Start

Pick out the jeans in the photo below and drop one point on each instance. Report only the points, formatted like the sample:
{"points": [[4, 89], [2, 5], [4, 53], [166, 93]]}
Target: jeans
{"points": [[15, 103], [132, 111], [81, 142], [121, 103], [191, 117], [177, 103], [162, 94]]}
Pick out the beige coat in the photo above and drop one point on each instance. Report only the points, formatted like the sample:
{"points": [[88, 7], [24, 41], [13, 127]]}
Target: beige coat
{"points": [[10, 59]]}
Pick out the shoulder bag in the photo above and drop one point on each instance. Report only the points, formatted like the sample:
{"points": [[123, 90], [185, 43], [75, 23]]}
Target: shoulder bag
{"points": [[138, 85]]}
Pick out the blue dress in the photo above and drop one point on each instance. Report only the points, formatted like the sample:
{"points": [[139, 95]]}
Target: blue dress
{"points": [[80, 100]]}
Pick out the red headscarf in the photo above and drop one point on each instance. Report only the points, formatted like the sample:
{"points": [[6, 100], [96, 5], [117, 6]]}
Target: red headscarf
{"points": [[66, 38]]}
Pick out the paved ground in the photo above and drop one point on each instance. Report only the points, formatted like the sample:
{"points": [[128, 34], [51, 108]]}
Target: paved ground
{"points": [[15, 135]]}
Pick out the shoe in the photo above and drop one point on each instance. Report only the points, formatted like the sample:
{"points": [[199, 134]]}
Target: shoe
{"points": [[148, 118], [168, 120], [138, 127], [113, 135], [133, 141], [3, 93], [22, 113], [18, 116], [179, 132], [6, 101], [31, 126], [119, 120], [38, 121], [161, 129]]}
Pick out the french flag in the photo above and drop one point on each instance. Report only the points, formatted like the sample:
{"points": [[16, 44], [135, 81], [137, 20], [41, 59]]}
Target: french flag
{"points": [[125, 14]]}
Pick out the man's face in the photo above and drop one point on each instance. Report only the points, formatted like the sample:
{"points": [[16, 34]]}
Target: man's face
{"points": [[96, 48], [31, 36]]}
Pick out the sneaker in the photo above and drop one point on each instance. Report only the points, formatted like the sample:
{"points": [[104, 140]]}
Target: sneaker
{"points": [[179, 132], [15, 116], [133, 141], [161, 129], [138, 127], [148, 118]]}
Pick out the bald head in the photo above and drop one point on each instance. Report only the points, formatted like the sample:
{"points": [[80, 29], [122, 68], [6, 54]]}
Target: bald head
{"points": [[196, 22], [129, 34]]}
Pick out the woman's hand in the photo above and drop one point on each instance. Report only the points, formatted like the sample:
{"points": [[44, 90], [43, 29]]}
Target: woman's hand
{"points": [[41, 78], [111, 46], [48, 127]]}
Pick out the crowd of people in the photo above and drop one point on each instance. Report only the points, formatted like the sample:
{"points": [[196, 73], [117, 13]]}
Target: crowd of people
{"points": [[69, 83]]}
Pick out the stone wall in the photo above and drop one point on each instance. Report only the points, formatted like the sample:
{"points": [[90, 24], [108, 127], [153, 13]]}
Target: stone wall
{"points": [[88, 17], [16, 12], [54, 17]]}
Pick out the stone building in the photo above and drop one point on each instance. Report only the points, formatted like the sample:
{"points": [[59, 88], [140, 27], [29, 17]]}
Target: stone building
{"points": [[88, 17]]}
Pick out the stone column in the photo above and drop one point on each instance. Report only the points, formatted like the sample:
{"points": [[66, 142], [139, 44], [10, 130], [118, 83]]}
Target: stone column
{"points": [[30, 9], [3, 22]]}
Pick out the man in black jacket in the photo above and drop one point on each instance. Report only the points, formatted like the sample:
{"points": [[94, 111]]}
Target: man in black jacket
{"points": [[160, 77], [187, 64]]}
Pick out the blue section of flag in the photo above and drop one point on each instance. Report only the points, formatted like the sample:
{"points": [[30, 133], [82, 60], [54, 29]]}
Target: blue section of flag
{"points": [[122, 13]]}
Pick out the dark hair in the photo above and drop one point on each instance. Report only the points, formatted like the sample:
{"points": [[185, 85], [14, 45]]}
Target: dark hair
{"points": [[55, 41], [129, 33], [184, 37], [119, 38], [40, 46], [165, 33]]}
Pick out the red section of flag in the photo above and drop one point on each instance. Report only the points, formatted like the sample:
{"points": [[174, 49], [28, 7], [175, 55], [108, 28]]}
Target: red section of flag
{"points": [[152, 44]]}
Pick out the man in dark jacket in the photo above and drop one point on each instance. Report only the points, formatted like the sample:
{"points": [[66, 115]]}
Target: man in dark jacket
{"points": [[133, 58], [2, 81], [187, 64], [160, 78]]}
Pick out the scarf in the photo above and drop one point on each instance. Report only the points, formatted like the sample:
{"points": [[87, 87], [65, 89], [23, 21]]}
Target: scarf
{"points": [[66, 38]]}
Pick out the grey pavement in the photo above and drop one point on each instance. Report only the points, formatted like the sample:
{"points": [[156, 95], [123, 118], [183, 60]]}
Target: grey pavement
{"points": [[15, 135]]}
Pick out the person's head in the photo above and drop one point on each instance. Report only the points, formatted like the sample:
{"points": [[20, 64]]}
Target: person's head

End

● INSTRUCTIONS FOR THE TASK
Faithfully reproduce all of the records, character for character.

● RESPONSE TO THE TASK
Pick out the jeans in the photo below and drop one point on each instance. Report only the points, formatted like the sample:
{"points": [[4, 89], [2, 5], [4, 53], [166, 93]]}
Target: jeans
{"points": [[15, 103], [132, 111], [81, 142], [121, 103], [191, 117], [177, 103], [162, 94]]}
Pick out the beige coat in the photo above and drop one point on each instance. Report only the points, formatted like the sample:
{"points": [[88, 7], [24, 41], [13, 127]]}
Target: beige coat
{"points": [[10, 59]]}
Pick out the shoulder bag in the photo above and drop one point on each instance. Report only the points, formatted like the sample:
{"points": [[123, 90], [185, 43], [75, 23]]}
Target: shoulder bag
{"points": [[138, 85]]}
Pick out the blue dress in the photo above and drop one point on each instance. Report only the points, formatted like the sample:
{"points": [[139, 95]]}
Target: blue dress
{"points": [[80, 100]]}
Pick out the red headscarf in the photo above and drop one point on each instance. Report only the points, formatted like the sample:
{"points": [[6, 100], [96, 5], [117, 6]]}
Target: red headscarf
{"points": [[66, 38]]}
Pick out the paved ground in the photo above and drop one point on each instance. Report only the points, formatted like the sample:
{"points": [[128, 34], [51, 108]]}
Target: paved ground
{"points": [[15, 135]]}
Pick out the shoe in the photo above and drop one point on each instance. Report only the points, formatted like the sample:
{"points": [[199, 134]]}
Target: shoe
{"points": [[148, 118], [168, 120], [138, 127], [113, 135], [133, 141], [3, 93], [22, 113], [18, 116], [179, 132], [6, 101], [31, 126], [119, 120], [38, 121], [161, 129]]}
Pick out the french flag in the photo above and drop one point on each instance. Report only the points, formatted like the sample:
{"points": [[16, 44], [135, 81], [137, 20], [41, 59]]}
Target: french flag
{"points": [[125, 14]]}
Pick out the man's face in the photo above and drop one point on each instance. Report only the points, formatted like the sample:
{"points": [[16, 34]]}
Target: man's face
{"points": [[96, 48], [31, 36]]}
Pick out the sneaker in the photo above and drop one point on each instance. Report only the points, formatted like the sample:
{"points": [[104, 140]]}
Target: sneaker
{"points": [[179, 132], [15, 116], [133, 141], [161, 129], [138, 127], [148, 118]]}
Pick out the bald head in the photo above and drop one point on each instance. Report only the points, formatted like the sample:
{"points": [[80, 29], [122, 68], [6, 54]]}
Target: bald head
{"points": [[196, 22], [129, 34]]}
Pick out the woman's hand in the photo above and drop one point on each instance. Report only the points, formatted like the sample:
{"points": [[44, 90], [43, 29]]}
Target: woman's hand
{"points": [[41, 78], [111, 46], [48, 127]]}
Pick out the crowd of people in the photo above and drop one point on each instance. Report only the points, formatted like the sample:
{"points": [[196, 73], [117, 13]]}
Target: crowd of people
{"points": [[69, 83]]}
Pick out the stone wall in the photo above and drop one point on each instance. Report only the points, formatted like the sample:
{"points": [[90, 24], [108, 127], [153, 13]]}
Target: stone wall
{"points": [[88, 17], [16, 12], [54, 17]]}
Pick out the stone building in the photo above and drop one point on each instance. Report only the points, formatted like the sample:
{"points": [[59, 88], [140, 27], [29, 17]]}
Target: stone building
{"points": [[88, 17]]}
Pick out the stone column in the photo above and drop one point on each instance. Report only the points, formatted like the sample:
{"points": [[66, 142], [139, 44], [10, 130], [118, 83]]}
Target: stone column
{"points": [[30, 9], [3, 22]]}
Pick out the man in black jacket in the photo above and drop one point on each instance. Report only the points, formatted like the sample:
{"points": [[94, 111]]}
Target: man in black jacket
{"points": [[160, 77], [187, 64]]}
Pick out the blue section of flag in the photo above and drop one point on each instance. Report only the points, formatted like the sample:
{"points": [[30, 133], [82, 60], [54, 29]]}
Target: blue section of flag
{"points": [[122, 13]]}
Pick out the dark hair in the photo above and drop one point on each instance. Report only the points, formatted like the sample:
{"points": [[185, 85], [14, 45]]}
Target: dark hair
{"points": [[55, 41], [129, 33], [184, 37], [119, 38], [40, 46], [165, 33]]}
Pick out the red section of flag in the photo above and drop one point on each instance. Report only the points, formatted like the sample:
{"points": [[174, 49], [28, 7], [175, 55], [108, 28]]}
Target: red section of flag
{"points": [[152, 44]]}
Pick out the man in dark jacket in the photo above and drop one point on each instance. Report only the points, formatted like the sample:
{"points": [[66, 115]]}
Target: man in dark jacket
{"points": [[133, 58], [2, 81], [187, 64], [160, 78]]}
Pick out the scarf in the photo above and drop one point on each instance. Report only the points, formatted like the sample:
{"points": [[87, 87], [65, 89], [23, 21]]}
Target: scarf
{"points": [[66, 38]]}
Pick out the grey pavement in the photo above and drop one point on each instance. Report only the points, formatted like the sample:
{"points": [[156, 95], [123, 118], [183, 60]]}
Target: grey pavement
{"points": [[15, 135]]}
Pick out the person's head in the photo above and drop one point on each instance. Report only the points, formatted like the sample:
{"points": [[20, 64]]}
Target: person's head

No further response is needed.